┌─ Records

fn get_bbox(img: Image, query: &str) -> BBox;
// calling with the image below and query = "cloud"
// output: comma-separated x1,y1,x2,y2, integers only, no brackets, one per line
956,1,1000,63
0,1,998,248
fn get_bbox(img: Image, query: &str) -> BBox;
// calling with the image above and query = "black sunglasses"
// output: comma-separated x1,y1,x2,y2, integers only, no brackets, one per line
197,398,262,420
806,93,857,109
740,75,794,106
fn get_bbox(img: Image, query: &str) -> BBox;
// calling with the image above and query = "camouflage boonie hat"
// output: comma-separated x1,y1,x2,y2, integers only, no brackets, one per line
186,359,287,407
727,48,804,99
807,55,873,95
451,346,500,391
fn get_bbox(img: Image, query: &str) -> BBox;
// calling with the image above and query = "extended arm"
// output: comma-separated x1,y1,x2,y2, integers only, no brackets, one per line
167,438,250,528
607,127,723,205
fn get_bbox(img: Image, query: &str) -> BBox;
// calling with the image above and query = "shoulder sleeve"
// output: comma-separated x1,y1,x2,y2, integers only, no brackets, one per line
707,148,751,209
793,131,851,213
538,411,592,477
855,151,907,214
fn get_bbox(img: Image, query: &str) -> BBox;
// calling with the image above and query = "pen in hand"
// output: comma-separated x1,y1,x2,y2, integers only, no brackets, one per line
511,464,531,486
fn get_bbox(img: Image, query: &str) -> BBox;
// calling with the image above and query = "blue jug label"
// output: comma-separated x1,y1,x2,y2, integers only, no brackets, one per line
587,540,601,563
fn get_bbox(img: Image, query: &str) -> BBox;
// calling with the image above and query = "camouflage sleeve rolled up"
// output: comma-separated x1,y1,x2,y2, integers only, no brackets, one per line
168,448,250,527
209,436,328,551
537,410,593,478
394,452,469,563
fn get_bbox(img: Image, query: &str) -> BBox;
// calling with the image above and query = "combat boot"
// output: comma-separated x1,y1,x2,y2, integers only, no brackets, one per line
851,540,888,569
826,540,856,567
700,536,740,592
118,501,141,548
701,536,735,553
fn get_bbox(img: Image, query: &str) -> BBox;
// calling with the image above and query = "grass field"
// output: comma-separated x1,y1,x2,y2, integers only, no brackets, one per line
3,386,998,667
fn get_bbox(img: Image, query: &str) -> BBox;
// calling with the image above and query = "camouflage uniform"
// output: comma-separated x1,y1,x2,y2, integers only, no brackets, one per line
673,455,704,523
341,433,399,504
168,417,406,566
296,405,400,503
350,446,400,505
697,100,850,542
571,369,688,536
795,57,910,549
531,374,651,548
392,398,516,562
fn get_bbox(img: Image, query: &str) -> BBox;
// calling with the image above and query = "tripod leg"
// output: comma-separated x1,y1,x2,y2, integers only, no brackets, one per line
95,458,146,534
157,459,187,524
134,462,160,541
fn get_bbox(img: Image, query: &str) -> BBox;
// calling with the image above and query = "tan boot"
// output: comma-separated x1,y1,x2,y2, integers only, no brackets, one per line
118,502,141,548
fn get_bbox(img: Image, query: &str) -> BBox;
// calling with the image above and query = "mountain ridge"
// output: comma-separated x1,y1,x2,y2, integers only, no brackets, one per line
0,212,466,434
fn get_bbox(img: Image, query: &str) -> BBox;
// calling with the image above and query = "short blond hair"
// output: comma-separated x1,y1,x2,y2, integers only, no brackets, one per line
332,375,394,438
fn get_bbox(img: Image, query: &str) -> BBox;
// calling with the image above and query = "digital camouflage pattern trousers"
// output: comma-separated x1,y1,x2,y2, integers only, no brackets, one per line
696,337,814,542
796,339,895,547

└─

→ Work order: Go over the data above and copy every line that has the word "sleeve" in it.

→ Your solution:
// calling with the image above and query = "shoulder sleeve"
// calling with the image above and query = "camouflage sleeve rolled up"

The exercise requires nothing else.